Task instructions: Every line below is to be set down again exactly; any image stays out.

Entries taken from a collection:
____________________
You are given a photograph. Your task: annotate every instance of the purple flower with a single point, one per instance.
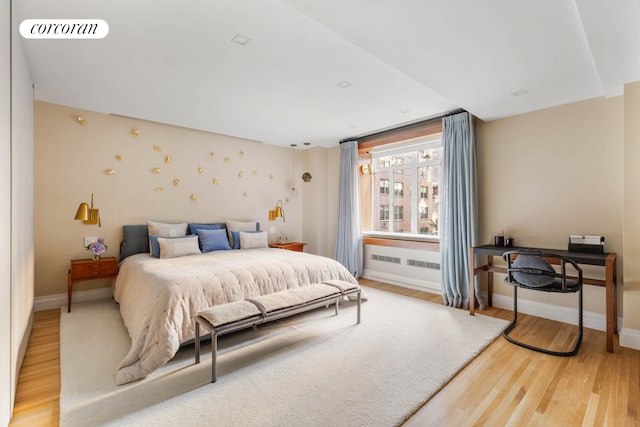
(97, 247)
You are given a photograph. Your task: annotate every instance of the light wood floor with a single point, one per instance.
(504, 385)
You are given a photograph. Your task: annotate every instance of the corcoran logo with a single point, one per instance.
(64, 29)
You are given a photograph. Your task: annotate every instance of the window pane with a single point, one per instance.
____________________
Final answer:
You are given a photograph. Your task: annotate every instance of the purple flower with a single point, one per instance.
(97, 247)
You are given a photograph. Your task: annotate every instance of the light wood floor with a single point, one per instance.
(504, 385)
You are given a photograph. Your task: annotate every instance of the corcoran logo with a single point, one per instance.
(64, 29)
You are given a photograph. Your task: annotate every instance of the window pane with a single point, one per instance.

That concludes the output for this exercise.